▶ _Directions_
For each line below that contains the string "textured", copy that line.

*** Opening of Task inputs ***

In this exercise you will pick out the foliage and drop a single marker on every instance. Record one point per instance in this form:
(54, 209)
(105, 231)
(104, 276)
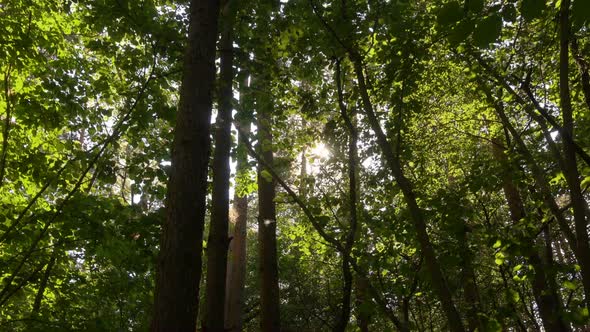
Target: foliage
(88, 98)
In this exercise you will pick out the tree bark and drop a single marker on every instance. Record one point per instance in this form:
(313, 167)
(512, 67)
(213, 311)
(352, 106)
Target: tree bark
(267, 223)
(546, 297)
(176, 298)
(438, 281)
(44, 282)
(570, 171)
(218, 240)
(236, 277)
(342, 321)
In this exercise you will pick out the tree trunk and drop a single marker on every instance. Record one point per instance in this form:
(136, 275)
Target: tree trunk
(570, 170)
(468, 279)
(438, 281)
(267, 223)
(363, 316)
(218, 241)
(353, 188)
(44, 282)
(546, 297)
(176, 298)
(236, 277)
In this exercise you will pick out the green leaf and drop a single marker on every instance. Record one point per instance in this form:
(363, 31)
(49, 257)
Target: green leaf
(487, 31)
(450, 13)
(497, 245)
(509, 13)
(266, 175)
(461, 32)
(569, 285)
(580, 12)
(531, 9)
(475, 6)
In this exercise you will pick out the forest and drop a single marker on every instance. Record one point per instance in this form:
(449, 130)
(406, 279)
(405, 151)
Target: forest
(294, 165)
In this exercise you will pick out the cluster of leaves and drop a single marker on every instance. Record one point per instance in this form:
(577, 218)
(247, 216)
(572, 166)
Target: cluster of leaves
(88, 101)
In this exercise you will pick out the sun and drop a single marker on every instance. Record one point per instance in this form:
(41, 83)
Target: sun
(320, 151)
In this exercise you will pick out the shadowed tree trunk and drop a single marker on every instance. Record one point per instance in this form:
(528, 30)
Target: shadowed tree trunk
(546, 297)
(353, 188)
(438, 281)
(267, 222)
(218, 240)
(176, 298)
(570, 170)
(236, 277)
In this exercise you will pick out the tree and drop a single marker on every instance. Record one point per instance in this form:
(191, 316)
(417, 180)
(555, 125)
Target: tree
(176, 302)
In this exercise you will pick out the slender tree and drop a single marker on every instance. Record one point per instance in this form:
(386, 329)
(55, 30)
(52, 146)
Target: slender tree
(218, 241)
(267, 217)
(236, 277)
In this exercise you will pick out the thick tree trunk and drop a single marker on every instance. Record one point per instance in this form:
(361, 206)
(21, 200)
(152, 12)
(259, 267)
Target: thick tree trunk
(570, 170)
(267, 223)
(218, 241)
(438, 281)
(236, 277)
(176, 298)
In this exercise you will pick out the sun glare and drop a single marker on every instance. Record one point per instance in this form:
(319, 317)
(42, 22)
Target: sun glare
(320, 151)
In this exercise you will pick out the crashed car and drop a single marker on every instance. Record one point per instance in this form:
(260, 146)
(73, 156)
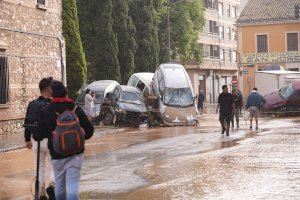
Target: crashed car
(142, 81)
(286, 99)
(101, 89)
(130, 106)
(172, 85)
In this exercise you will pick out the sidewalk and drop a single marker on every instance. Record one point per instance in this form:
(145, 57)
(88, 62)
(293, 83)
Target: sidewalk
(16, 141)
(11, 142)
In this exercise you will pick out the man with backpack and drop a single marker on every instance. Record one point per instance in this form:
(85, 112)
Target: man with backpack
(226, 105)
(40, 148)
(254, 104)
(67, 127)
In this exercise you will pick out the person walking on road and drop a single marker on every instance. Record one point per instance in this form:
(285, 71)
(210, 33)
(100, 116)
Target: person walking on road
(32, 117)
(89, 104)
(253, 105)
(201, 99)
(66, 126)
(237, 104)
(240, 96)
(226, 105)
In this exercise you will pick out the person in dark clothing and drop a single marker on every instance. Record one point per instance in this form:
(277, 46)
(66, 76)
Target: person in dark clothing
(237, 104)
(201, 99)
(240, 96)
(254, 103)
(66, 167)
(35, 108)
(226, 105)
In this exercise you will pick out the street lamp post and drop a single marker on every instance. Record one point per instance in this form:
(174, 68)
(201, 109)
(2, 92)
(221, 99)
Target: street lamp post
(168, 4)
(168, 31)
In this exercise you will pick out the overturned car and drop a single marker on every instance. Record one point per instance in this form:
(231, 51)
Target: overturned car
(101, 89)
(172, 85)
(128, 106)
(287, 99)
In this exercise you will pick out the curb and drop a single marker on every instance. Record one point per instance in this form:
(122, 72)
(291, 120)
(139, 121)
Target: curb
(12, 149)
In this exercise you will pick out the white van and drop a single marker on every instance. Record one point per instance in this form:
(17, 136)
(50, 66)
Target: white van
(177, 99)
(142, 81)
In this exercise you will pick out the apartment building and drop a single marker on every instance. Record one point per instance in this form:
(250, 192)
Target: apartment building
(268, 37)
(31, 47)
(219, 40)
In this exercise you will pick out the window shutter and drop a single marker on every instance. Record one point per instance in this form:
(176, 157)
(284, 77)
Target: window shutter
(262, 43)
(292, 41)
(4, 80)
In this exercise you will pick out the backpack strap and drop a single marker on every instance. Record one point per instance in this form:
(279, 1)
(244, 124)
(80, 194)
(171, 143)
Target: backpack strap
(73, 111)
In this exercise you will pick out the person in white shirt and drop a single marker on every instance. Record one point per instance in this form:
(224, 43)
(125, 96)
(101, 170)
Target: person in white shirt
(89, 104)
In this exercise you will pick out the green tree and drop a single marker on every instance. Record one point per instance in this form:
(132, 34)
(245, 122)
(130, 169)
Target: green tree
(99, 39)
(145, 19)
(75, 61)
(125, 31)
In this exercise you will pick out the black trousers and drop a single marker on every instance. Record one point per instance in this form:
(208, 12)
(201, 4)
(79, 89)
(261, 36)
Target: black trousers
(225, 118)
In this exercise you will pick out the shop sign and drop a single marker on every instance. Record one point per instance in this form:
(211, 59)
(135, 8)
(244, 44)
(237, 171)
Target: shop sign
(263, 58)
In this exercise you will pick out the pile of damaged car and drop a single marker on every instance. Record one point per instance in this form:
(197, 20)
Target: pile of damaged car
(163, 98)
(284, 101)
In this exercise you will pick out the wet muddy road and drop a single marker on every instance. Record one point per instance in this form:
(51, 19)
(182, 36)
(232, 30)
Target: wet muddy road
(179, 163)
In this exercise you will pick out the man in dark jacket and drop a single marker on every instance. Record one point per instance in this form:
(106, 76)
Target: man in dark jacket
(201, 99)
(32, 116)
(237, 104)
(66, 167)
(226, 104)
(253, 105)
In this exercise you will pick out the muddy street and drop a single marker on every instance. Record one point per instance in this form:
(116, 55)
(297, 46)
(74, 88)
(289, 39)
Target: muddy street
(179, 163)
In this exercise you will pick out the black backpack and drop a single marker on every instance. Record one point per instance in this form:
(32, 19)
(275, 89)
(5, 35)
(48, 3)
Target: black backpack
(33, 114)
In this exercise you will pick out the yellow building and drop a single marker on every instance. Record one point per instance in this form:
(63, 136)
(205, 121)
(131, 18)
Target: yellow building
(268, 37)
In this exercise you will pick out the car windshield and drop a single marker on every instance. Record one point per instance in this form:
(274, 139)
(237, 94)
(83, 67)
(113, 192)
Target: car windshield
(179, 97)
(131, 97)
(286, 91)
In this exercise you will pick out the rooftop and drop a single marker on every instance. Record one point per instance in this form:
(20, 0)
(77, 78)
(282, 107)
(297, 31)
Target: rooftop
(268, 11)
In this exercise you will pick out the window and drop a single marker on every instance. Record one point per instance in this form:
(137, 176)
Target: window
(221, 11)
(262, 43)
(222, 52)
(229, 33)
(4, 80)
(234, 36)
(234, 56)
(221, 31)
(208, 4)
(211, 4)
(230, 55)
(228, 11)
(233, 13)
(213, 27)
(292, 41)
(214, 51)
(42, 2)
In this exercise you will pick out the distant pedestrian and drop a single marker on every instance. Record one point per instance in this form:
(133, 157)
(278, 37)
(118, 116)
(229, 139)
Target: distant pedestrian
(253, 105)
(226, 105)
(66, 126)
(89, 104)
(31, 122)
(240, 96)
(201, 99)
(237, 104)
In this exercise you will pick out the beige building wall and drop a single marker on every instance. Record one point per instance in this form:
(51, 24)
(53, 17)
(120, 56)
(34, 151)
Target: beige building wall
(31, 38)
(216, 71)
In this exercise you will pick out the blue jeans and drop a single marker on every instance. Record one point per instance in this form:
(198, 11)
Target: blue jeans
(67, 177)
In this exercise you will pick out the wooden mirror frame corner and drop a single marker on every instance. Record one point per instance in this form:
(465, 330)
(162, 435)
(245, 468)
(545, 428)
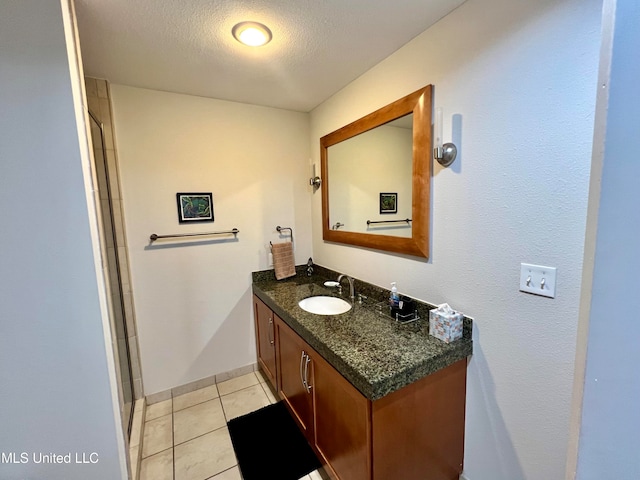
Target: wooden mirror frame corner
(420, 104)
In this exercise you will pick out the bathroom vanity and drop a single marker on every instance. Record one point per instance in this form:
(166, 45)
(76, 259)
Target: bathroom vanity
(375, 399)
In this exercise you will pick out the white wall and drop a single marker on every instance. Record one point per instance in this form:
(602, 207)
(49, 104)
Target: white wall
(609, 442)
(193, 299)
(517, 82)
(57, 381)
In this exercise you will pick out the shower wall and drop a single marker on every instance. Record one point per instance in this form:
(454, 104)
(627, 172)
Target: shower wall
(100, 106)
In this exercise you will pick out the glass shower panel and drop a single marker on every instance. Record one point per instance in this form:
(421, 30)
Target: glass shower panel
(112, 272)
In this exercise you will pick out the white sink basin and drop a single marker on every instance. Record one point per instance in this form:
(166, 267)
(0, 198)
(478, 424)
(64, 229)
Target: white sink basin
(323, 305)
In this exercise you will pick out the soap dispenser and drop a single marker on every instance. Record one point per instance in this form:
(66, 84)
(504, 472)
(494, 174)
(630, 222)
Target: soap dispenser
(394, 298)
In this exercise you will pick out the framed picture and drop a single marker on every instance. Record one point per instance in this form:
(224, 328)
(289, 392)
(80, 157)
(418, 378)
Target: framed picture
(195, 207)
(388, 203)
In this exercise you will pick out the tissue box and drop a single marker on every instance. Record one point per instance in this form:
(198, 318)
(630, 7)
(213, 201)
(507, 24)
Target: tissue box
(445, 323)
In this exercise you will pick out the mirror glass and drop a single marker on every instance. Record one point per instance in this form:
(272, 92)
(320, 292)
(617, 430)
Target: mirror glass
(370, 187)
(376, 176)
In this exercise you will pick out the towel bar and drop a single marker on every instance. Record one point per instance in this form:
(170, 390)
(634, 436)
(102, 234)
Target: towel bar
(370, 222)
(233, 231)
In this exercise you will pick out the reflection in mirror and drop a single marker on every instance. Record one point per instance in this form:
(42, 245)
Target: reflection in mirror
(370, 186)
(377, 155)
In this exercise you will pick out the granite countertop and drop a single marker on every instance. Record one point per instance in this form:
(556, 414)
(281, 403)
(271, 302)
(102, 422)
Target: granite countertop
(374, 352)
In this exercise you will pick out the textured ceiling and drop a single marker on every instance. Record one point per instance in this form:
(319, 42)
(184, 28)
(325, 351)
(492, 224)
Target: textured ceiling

*** Close of Task inputs ***

▶ _Solution for this task_
In this exercise you will pick out the textured ceiling and drop a single marker on every instance. Record one point per instance in this form:
Target: textured ceiling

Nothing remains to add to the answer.